PROBLEM REQUIREMENTS —
Give as output the line that contains "so uh the green leaf", followed by every remaining line of the entries, unchanged and with nothing added.

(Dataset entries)

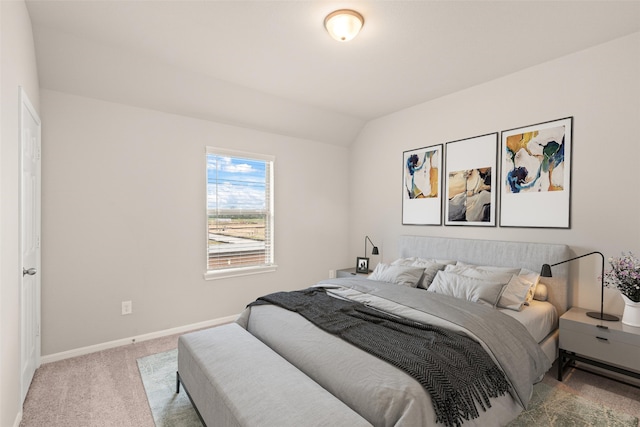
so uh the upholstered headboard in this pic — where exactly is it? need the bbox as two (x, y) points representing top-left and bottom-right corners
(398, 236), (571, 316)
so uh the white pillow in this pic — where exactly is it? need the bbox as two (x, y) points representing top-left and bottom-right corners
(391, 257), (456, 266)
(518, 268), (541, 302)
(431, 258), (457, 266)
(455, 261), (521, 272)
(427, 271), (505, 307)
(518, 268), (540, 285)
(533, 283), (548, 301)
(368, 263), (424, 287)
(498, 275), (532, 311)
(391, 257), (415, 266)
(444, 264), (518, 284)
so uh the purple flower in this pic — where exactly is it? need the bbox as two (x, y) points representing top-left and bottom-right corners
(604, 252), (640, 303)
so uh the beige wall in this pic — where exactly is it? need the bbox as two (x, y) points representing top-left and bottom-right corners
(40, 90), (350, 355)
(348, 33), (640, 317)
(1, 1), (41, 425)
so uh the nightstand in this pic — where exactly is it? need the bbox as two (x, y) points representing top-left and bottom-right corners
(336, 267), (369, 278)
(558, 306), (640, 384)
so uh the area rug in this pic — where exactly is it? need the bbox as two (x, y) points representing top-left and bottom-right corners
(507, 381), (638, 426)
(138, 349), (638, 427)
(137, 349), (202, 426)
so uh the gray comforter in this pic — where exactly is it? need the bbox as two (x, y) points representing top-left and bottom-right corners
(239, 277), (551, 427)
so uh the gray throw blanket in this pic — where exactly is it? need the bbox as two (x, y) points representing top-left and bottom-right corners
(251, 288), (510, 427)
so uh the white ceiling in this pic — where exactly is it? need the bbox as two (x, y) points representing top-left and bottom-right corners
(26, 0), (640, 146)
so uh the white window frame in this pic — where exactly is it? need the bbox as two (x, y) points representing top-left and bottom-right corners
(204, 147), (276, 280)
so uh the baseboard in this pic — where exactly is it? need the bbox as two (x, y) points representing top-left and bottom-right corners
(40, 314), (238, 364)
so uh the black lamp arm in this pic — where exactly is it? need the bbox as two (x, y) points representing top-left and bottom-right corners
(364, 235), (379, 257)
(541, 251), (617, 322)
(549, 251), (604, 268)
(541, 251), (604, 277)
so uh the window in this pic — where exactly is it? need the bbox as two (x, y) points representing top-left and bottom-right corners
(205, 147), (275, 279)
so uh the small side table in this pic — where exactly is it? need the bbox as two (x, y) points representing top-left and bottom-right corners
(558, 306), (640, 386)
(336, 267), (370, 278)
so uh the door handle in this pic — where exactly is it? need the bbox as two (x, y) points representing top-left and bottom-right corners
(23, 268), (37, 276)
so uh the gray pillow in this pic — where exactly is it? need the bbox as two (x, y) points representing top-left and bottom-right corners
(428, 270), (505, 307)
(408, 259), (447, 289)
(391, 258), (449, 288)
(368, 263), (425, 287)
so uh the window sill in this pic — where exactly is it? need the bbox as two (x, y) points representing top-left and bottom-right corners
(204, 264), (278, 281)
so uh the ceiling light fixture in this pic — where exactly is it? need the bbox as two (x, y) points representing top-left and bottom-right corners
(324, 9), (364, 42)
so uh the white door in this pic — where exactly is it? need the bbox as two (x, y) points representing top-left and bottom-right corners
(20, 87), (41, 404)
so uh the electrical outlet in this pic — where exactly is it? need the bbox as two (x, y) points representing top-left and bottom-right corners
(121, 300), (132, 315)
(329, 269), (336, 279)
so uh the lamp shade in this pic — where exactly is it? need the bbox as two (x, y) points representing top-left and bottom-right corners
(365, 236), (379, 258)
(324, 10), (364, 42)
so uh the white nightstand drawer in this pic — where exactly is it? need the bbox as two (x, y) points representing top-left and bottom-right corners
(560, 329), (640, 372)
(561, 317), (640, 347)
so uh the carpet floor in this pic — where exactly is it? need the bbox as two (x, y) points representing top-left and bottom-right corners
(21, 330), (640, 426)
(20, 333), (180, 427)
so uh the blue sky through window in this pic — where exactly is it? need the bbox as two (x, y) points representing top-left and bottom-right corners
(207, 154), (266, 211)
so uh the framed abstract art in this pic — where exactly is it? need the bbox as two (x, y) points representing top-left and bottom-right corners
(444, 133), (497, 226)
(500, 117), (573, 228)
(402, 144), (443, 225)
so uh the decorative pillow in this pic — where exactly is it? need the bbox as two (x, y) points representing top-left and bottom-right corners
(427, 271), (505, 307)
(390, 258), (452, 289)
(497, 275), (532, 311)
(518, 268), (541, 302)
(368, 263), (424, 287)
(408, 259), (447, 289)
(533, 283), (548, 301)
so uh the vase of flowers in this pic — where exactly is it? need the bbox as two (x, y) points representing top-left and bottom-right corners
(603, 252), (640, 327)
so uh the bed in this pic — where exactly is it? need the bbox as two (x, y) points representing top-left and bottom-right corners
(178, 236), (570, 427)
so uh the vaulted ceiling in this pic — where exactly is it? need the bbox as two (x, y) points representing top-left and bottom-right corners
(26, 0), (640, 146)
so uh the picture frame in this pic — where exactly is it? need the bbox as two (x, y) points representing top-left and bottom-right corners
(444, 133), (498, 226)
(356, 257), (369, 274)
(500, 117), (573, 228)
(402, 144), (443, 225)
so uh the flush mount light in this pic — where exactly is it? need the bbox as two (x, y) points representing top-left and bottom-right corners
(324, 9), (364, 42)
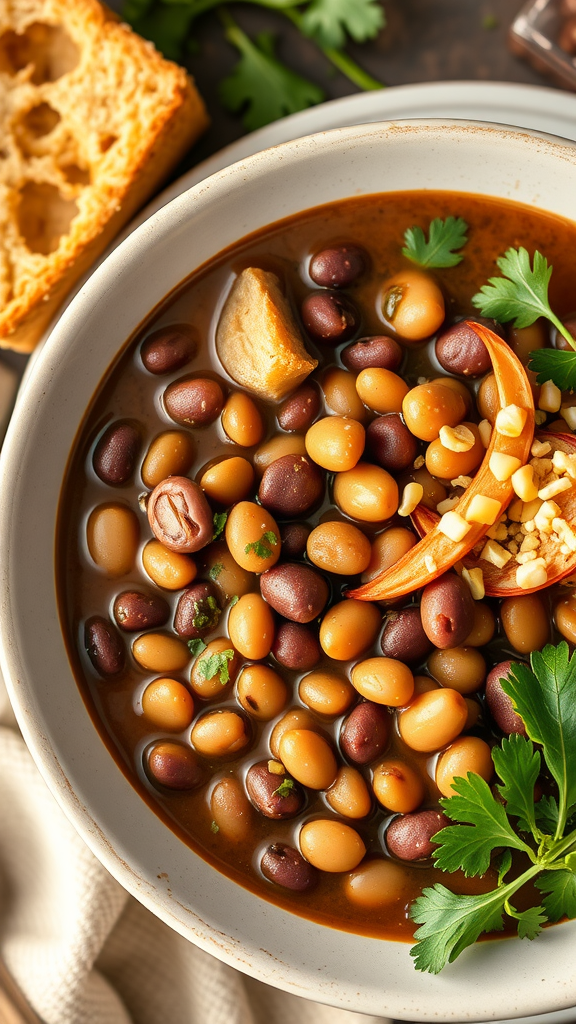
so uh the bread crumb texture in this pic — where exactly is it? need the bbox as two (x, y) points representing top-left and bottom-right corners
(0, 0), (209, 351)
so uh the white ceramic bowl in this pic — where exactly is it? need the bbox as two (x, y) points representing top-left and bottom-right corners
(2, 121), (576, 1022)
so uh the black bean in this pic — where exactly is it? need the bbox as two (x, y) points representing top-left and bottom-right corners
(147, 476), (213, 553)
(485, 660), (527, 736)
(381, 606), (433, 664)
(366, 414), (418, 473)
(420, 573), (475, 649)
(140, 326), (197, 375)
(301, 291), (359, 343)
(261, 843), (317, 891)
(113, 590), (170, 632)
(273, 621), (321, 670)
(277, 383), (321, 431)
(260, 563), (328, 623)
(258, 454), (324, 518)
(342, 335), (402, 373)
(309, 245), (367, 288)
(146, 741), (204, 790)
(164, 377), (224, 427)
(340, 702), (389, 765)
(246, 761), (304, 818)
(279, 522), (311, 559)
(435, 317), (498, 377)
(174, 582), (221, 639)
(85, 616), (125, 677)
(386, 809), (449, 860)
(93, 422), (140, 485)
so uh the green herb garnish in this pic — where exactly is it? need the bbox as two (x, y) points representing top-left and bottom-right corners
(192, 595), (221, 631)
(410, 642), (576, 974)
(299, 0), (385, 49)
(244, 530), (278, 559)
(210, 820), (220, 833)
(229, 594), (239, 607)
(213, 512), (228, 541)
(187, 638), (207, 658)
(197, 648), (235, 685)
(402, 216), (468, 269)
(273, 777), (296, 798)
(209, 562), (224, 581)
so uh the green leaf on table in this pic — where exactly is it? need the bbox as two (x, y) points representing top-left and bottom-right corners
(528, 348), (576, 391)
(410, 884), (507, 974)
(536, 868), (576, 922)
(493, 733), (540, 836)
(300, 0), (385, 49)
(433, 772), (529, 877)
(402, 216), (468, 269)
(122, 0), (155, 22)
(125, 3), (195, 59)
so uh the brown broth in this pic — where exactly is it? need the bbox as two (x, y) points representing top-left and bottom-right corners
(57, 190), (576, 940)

SOLUTION TO THIS TASK —
so uh the green leaf on table in this pic — where exactly is it? need the bbox as two (x, y) points representing top-left and bottom-right corners
(528, 348), (576, 391)
(410, 884), (507, 974)
(536, 868), (576, 922)
(493, 733), (540, 836)
(300, 0), (385, 49)
(433, 772), (529, 877)
(402, 216), (468, 269)
(122, 0), (155, 22)
(125, 3), (195, 59)
so uh the brown broth in this pic — where exactly is it? need the bbox as two (x, y) points representing top-left and bottom-right corners
(57, 190), (576, 940)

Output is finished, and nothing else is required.